THE EXERCISE:
Copy the listing below word for word, beginning with the line that contains "the form (323,63);" and continuing through to the end of the listing.
───── RAW RECORDS ─────
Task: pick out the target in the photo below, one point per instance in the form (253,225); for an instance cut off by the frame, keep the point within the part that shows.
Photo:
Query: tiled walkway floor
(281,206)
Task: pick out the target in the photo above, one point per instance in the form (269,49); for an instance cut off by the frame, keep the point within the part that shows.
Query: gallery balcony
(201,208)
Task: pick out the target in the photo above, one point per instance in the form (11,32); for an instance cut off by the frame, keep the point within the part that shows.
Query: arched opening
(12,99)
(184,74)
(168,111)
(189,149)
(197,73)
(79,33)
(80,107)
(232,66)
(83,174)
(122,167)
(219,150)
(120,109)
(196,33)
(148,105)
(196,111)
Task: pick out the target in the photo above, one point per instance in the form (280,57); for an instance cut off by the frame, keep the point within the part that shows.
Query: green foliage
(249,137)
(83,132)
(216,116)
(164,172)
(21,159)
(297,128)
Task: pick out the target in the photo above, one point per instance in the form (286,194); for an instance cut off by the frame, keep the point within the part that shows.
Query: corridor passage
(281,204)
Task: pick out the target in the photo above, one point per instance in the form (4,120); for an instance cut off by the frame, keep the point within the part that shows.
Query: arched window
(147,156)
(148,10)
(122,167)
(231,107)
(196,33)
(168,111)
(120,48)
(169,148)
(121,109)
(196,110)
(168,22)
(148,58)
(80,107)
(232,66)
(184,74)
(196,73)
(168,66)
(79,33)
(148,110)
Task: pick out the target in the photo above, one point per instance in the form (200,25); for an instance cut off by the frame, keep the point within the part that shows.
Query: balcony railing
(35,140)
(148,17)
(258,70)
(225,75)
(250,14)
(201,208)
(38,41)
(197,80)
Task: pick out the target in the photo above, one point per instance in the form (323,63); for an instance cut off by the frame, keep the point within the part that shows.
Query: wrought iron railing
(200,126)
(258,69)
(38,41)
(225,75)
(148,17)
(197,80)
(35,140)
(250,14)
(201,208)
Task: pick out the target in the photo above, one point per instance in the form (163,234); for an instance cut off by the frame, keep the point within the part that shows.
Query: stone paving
─────
ANSWER FOR THE TASK:
Task: pick out the target in the photo above, one point per instance in the form (323,63); for an instance cut off by the frame, keep the point within the part that shows.
Query: wrought iron railing
(200,126)
(258,69)
(38,41)
(225,75)
(148,17)
(197,80)
(35,140)
(250,14)
(201,208)
Task: pick out the target in the photo above, one point per instance in the form (163,234); for an instance cut off by the frame, keep the point within the part that shows.
Query: stone paving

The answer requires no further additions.